GIVEN REQUEST:
Set the listing down again in full, word for word, with the pictures left out.

MATERIAL TO PROCESS:

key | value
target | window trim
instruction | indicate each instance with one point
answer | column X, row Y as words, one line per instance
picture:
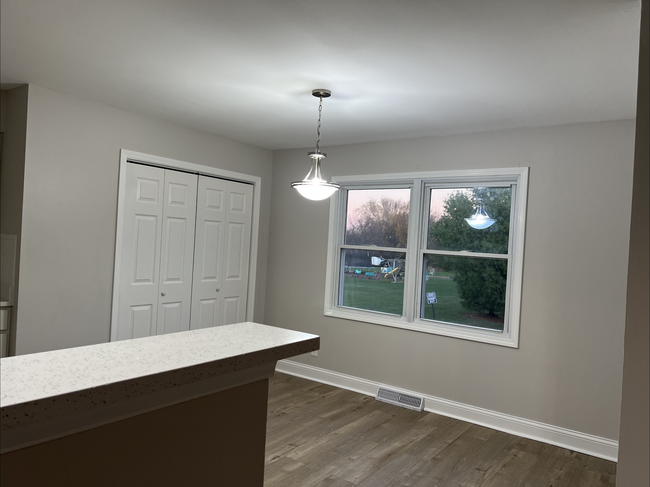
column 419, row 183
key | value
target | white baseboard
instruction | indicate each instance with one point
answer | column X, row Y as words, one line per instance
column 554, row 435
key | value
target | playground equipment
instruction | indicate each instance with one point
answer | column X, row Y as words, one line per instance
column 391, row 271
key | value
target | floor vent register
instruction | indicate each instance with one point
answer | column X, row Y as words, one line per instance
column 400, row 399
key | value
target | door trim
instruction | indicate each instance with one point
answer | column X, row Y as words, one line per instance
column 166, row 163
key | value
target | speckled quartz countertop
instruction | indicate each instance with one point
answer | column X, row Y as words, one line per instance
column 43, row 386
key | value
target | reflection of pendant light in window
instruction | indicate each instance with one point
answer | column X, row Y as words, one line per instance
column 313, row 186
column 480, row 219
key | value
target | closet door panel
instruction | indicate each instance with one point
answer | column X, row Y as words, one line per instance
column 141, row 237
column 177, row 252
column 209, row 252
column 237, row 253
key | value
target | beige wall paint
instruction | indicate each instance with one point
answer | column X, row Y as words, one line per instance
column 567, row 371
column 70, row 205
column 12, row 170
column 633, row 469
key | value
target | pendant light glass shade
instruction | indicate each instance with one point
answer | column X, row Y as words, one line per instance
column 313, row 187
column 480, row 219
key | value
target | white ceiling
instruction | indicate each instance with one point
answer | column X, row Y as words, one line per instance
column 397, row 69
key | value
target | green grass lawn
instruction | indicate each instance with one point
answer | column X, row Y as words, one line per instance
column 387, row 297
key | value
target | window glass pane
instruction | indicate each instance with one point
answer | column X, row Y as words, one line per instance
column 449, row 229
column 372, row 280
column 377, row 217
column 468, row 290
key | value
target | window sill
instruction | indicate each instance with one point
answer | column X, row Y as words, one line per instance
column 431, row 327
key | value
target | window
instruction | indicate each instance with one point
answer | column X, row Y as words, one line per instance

SOLUTION TO THE PROBLEM:
key | value
target | window trim
instruction | indicate each instance with one point
answer | column X, row Y as words, one line per instance
picture:
column 419, row 183
key | value
target | white baseboard
instruction | indicate each instance with one point
answer | column X, row Y as words, one line per instance
column 554, row 435
key | value
target | playground equipment
instruction | indicate each instance with one point
answer | column X, row Y as words, one line per instance
column 391, row 271
key | value
target | floor vent register
instruction | indicate each instance with one point
answer | column X, row Y as words, one line per instance
column 400, row 399
key | value
target | door trim
instruction | indicate each instance with one point
answer | column X, row Y as words, one line per instance
column 166, row 163
key | value
target | speckled quartz countertop
instruction | indicate each instance with one point
answer | column X, row Y as words, one line per instance
column 43, row 386
key | value
target | reflection of pendant light in window
instruction | indicate each instance with one point
answer | column X, row Y as words, one line per instance
column 313, row 186
column 480, row 219
key | value
target | closet door panel
instruction | indicate each instance with one point
answer | column X, row Y as words, one line per instance
column 141, row 237
column 177, row 252
column 209, row 252
column 237, row 253
key | value
target | beige wall paint
instruction | indicate each instance with one point
answer | column X, row Y as words, one line per instance
column 567, row 371
column 70, row 205
column 12, row 170
column 633, row 469
key | value
target | pendant light glass shade
instruction | indicate each instance with one point
answer | column X, row Y as words, one line per instance
column 313, row 187
column 480, row 219
key | value
target | white ceiling
instruction | indicate each instance with one point
answer | column X, row Y as words, one line per instance
column 397, row 69
key | value
target | green grass lawn
instruction | indicate each instance with one point
answer | column X, row Y as words, one line per instance
column 387, row 297
key | value
target | window glass pane
instruction | indicate each instance with one point
answer | column X, row Y as words, one line per instance
column 449, row 229
column 372, row 280
column 377, row 217
column 468, row 290
key | value
target | window sill
instruction | indicate each instance with one point
answer | column X, row Y as words, one line per instance
column 431, row 327
key | value
target | window
instruction | indicate each instance with one point
answer | column X, row Y as words, one line per instance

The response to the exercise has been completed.